§ **Task instructions**: With the entries below as the source, tally the lines that contain the string "frond" and give the number only.

□ □ □ □

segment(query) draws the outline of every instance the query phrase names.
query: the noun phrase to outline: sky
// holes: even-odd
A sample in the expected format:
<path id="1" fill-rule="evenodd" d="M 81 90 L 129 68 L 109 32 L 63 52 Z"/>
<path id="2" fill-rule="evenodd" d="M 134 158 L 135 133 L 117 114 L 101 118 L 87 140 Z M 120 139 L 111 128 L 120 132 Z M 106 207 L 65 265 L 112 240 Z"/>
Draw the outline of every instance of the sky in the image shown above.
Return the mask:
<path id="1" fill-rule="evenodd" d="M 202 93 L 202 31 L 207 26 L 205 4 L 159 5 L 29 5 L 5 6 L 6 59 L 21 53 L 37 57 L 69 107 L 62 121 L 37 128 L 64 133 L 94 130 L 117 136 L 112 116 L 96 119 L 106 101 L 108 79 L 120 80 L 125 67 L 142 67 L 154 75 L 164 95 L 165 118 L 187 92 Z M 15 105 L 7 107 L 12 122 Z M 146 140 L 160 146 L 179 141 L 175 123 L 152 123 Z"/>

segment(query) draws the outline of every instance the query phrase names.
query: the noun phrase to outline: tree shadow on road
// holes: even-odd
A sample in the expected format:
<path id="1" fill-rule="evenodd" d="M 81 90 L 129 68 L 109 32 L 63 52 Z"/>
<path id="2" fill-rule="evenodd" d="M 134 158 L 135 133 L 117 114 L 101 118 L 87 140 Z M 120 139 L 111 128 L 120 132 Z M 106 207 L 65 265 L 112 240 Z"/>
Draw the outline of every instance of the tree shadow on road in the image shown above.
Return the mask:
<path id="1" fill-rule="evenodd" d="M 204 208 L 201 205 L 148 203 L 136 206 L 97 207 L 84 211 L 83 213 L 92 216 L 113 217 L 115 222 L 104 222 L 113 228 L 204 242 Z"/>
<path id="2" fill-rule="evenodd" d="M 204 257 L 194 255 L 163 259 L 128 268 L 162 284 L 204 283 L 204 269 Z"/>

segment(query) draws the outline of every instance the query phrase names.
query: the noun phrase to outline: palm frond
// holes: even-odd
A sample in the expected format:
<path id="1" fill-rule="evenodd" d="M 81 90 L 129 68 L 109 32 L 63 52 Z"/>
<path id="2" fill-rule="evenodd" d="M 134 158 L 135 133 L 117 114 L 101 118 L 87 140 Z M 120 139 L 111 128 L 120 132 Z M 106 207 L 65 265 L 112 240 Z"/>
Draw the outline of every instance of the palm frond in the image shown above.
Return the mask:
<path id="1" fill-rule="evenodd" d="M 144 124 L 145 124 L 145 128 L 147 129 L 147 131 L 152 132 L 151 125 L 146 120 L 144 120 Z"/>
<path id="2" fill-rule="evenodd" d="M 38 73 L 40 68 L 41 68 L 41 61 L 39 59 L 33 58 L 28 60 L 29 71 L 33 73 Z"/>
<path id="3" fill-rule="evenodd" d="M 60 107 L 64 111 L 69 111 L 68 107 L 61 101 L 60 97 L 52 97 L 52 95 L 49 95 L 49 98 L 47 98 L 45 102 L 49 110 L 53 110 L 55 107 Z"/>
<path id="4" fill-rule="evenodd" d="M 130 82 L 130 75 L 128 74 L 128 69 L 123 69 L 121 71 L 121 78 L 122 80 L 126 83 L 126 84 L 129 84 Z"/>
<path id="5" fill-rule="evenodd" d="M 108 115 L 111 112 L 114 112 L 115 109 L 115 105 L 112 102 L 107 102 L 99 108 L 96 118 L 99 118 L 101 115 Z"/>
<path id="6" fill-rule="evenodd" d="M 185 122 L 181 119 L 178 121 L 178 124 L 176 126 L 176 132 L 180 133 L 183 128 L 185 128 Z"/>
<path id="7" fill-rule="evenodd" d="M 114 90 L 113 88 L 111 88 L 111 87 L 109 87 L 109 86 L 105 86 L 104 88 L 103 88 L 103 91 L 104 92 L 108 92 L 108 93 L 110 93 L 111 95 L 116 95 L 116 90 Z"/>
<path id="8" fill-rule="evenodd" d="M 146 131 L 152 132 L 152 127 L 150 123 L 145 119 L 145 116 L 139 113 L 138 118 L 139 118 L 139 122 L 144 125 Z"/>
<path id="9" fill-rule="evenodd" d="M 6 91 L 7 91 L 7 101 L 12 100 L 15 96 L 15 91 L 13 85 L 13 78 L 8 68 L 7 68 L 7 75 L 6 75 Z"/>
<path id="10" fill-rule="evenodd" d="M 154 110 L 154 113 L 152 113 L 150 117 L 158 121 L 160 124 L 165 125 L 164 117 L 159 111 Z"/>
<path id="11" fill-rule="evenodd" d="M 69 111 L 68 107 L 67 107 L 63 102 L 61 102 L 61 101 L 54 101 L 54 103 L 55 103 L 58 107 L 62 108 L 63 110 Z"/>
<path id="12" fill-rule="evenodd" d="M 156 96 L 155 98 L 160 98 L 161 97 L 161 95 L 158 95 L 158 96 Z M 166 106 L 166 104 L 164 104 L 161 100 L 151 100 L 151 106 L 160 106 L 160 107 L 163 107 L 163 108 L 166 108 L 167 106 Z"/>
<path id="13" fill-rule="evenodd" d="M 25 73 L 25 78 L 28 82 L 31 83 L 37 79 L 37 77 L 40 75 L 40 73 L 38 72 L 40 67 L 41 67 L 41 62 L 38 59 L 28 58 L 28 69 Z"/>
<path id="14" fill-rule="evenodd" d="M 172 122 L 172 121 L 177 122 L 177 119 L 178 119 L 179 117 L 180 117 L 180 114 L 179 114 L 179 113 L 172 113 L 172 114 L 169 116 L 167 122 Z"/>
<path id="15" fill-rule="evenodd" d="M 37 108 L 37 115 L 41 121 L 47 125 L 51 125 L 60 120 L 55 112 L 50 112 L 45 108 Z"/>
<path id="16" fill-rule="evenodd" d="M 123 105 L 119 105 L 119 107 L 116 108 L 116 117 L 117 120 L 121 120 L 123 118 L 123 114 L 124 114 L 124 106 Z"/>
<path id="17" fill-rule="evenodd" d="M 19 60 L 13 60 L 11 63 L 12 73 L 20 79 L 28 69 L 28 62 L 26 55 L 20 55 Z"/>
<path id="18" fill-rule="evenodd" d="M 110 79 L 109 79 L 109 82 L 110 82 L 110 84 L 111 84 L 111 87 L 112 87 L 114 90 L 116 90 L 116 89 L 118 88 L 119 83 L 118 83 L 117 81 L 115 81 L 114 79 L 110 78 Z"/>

□ □ □ □

§ **Result of this exercise**: 2